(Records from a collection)
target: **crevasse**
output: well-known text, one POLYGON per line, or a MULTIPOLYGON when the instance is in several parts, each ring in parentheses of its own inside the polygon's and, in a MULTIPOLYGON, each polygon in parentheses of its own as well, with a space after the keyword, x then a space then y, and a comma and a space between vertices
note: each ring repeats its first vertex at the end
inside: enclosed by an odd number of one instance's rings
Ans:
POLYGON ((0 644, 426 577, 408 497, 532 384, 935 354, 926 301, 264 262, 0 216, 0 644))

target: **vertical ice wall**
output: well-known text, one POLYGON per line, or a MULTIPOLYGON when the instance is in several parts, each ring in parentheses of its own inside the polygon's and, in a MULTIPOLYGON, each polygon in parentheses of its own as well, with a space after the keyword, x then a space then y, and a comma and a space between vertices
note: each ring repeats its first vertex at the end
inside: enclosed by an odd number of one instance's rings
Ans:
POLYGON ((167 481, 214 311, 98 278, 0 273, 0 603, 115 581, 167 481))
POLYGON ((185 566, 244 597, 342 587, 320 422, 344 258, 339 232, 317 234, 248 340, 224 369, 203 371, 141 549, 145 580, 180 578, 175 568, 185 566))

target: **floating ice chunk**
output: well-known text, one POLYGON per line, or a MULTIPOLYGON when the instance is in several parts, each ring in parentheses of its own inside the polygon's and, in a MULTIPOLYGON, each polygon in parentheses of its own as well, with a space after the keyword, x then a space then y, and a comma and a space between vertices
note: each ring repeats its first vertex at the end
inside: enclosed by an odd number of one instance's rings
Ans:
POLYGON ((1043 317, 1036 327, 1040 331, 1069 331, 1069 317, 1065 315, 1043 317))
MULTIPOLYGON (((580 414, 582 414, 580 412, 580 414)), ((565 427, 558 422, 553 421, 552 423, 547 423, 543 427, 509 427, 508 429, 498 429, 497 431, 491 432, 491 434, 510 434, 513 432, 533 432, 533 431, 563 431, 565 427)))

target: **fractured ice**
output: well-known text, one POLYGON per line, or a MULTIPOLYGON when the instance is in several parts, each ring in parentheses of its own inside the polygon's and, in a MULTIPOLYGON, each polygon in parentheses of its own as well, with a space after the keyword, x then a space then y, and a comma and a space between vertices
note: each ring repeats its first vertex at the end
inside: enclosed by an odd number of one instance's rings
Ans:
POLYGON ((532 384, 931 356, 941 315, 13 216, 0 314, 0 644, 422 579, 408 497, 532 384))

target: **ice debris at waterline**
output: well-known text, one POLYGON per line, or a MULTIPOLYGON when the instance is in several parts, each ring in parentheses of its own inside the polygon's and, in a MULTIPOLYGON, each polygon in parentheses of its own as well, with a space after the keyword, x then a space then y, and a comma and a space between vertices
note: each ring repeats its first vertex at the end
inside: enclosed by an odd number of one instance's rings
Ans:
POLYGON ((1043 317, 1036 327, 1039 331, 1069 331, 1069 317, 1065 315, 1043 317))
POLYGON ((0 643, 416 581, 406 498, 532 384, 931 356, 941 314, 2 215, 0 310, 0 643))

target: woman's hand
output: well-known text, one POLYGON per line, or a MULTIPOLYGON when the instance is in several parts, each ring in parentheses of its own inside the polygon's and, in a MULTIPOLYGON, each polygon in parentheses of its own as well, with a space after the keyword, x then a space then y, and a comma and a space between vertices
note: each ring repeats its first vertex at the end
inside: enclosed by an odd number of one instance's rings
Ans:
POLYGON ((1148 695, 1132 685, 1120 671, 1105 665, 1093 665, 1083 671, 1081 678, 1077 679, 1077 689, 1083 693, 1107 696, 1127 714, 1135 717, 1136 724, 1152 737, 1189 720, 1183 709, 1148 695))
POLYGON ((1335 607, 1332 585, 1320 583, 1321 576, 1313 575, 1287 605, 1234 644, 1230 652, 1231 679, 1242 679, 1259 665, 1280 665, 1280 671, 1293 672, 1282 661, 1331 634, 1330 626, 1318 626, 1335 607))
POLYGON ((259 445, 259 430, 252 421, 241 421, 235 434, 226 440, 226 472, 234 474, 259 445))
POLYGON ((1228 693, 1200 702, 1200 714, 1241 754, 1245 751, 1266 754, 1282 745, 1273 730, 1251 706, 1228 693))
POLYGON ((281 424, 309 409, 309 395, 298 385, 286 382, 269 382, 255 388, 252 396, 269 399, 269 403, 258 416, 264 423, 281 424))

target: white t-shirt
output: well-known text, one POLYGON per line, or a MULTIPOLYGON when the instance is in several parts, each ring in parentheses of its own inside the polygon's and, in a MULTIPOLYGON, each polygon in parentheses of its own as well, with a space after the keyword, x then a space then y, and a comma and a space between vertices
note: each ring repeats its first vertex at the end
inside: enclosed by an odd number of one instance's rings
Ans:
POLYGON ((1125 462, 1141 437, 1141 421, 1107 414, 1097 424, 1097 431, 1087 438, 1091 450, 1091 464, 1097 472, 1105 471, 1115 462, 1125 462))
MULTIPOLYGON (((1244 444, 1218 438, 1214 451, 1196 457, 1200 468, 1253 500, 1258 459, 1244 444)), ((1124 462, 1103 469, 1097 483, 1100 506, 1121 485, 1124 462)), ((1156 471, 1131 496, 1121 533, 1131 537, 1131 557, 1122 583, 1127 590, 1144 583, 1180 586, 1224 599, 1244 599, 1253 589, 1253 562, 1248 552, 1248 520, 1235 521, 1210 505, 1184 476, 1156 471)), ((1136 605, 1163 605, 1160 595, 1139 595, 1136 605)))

TASK BRIEF -> Copy out all of the records above word for word.

TASK ANSWER ->
target: **crevasse**
output: well-known text, one POLYGON per line, or a MULTIPOLYGON when the instance is in several parts, each ring in parentheses of its own inside the polygon's and, in a MULTIPOLYGON, each polygon in parentheses of its own as well, with a space after the keyword, x then a space then y, and a comma and a space between vertices
note: each ring repeats its first vertex at the end
inside: enclosed by an odd number of one instance's rings
Ans:
POLYGON ((0 644, 426 577, 408 497, 532 384, 935 354, 926 301, 264 262, 0 216, 0 644))

target: **vertical ice wall**
output: well-known text, one POLYGON per line, or a MULTIPOLYGON when the instance is in several parts, each ring in parentheses of its own inside the polygon's and, in a MULTIPOLYGON, each polygon in parentheses of its own as well, with a space after the keyword, x then a space then y, and a comma and a space between vertices
note: each ring repeats its first vertex at the end
inside: enclosed by an odd number of one instance's rings
Ans:
POLYGON ((167 481, 214 311, 98 278, 0 273, 0 603, 115 581, 167 481))
POLYGON ((185 566, 244 597, 342 587, 320 422, 344 258, 339 232, 317 234, 248 340, 224 369, 203 371, 141 549, 145 580, 180 578, 175 568, 185 566))

target: **floating ice chunk**
output: well-known text, one POLYGON per line, or a MULTIPOLYGON when the instance is in several parts, each ring in parentheses of its own inside the polygon's and, in a MULTIPOLYGON, each polygon in parentheses of its own as well, with a space after the keyword, x then a space then y, and a comma and a space between vertices
note: each ring repeats its first vertex at the end
inside: enclosed by an odd number of one instance's rings
Ans:
POLYGON ((1043 317, 1036 327, 1040 331, 1069 331, 1069 317, 1065 315, 1043 317))
MULTIPOLYGON (((580 414, 582 414, 580 412, 580 414)), ((565 427, 558 422, 553 421, 552 423, 547 423, 543 427, 509 427, 508 429, 498 429, 497 431, 491 432, 491 434, 510 434, 513 432, 533 432, 533 431, 563 431, 565 427)))

target: **fractured ice**
output: well-known text, one POLYGON per line, or a MULTIPOLYGON when the instance is in several parts, each ring in parentheses of its own inside the polygon's and, in a MULTIPOLYGON, each polygon in parentheses of its own as well, with a space after the keyword, x then a space then y, and a comma and a space between vertices
note: each ring repeats its first vertex at the end
inside: enclosed by an odd number of one instance's rings
Ans:
POLYGON ((532 384, 931 356, 941 315, 13 216, 0 314, 0 644, 422 579, 408 497, 532 384))

target: **ice debris at waterline**
output: well-known text, one POLYGON per line, or a MULTIPOLYGON when the instance is in several parts, each ring in parentheses of its own inside the polygon's and, in a MULTIPOLYGON, each polygon in parentheses of its own as well, with a space after the keyword, x then a space then y, and a comma and a space between vertices
note: each ring repeats its first vertex at the end
inside: enclosed by an odd number of one instance's rings
Ans:
POLYGON ((1043 317, 1036 327, 1039 331, 1069 331, 1069 317, 1065 315, 1043 317))
POLYGON ((0 643, 416 581, 406 498, 532 384, 931 356, 941 314, 2 215, 0 310, 0 643))

target: woman's hand
output: well-known text, one POLYGON per line, or a MULTIPOLYGON when the instance is in several parts, each ring in parentheses of its own inside the polygon's and, in a MULTIPOLYGON, each polygon in parentheses of its own as well, with a space after the keyword, x then a space then y, and a comma and a space between vertices
note: each ring repeats its first vertex at the end
inside: enclosed by an odd number of one instance's rings
Ans:
POLYGON ((1148 695, 1132 685, 1120 671, 1105 665, 1093 665, 1083 671, 1081 678, 1077 679, 1077 689, 1083 693, 1107 696, 1127 714, 1135 717, 1136 724, 1152 737, 1189 720, 1183 709, 1148 695))
POLYGON ((1335 607, 1332 585, 1320 583, 1321 576, 1313 575, 1287 605, 1234 644, 1230 652, 1231 679, 1242 679, 1259 665, 1280 665, 1280 671, 1293 672, 1282 661, 1331 634, 1330 626, 1318 626, 1335 607))
POLYGON ((259 445, 259 430, 252 421, 241 421, 235 434, 226 440, 226 472, 234 474, 259 445))
POLYGON ((1228 693, 1200 702, 1200 714, 1241 754, 1245 751, 1266 754, 1282 745, 1273 730, 1251 706, 1228 693))
POLYGON ((281 424, 309 409, 309 395, 298 385, 286 382, 269 382, 255 388, 252 396, 269 399, 269 403, 258 416, 264 423, 281 424))

target: white t-shirt
output: well-known text, one POLYGON per line, or a MULTIPOLYGON when the instance is in several parts, each ring in parentheses of its own inside the polygon's and, in a MULTIPOLYGON, each polygon in parentheses of its own as well, with a space after the keyword, x then a space then y, and a comma and a space between vertices
note: each ring repeats its first vertex at the end
inside: enclosed by an odd number of one instance's rings
Ans:
POLYGON ((1125 462, 1141 437, 1141 421, 1107 414, 1097 424, 1097 431, 1087 438, 1091 450, 1091 464, 1097 472, 1105 471, 1115 462, 1125 462))
MULTIPOLYGON (((1244 444, 1218 438, 1214 451, 1196 457, 1200 468, 1253 500, 1258 459, 1244 444)), ((1124 462, 1103 469, 1097 483, 1100 506, 1121 485, 1124 462)), ((1156 471, 1131 496, 1121 533, 1131 537, 1131 557, 1122 583, 1127 590, 1144 583, 1180 586, 1224 599, 1244 599, 1253 589, 1253 562, 1248 552, 1248 520, 1235 521, 1210 505, 1184 476, 1156 471)), ((1136 605, 1163 605, 1160 595, 1139 595, 1136 605)))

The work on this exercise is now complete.